### Required work
Copy out the items word for word, starting at the beginning and ending with the line that contains "positive clicks: (388, 83)".

Saved entries
'''
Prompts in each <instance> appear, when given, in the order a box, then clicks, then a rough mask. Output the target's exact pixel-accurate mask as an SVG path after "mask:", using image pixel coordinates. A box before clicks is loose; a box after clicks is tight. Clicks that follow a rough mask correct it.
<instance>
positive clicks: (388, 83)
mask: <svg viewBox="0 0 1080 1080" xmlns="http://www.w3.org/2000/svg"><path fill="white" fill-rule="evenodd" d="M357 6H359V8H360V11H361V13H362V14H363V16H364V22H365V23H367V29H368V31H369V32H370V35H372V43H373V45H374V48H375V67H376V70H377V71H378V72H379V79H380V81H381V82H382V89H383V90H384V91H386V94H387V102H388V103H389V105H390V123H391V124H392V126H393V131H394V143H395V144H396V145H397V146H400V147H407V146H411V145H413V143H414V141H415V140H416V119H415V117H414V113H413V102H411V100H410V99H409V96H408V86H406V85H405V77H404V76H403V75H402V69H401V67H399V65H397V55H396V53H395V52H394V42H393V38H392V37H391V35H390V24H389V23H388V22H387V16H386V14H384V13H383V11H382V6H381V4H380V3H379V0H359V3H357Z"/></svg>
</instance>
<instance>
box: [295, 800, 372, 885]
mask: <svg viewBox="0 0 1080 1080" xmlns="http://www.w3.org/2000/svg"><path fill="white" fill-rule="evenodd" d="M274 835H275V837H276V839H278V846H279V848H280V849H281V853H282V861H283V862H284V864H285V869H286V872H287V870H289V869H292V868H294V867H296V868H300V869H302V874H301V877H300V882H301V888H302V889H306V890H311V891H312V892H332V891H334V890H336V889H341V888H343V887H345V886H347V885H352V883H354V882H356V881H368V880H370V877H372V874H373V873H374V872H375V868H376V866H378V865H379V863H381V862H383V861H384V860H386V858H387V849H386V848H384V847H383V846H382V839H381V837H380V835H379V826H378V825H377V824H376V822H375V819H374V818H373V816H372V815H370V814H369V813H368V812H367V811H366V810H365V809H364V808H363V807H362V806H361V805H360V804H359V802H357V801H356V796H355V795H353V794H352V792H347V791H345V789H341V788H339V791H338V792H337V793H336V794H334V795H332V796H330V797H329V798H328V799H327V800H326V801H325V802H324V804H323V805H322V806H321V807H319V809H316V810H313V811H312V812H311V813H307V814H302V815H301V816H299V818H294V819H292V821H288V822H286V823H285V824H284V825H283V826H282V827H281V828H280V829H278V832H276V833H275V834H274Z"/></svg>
'''
### Exercise answer
Prompts in each <instance> appear, when given, in the order a box, then clicks, then a rough mask. Output the target's exact pixel-accurate mask as an SVG path after "mask:", using image pixel coordinates. A box before clicks is loose; a box after clicks is tight. Clicks that follow a rough mask correct it.
<instance>
positive clicks: (388, 83)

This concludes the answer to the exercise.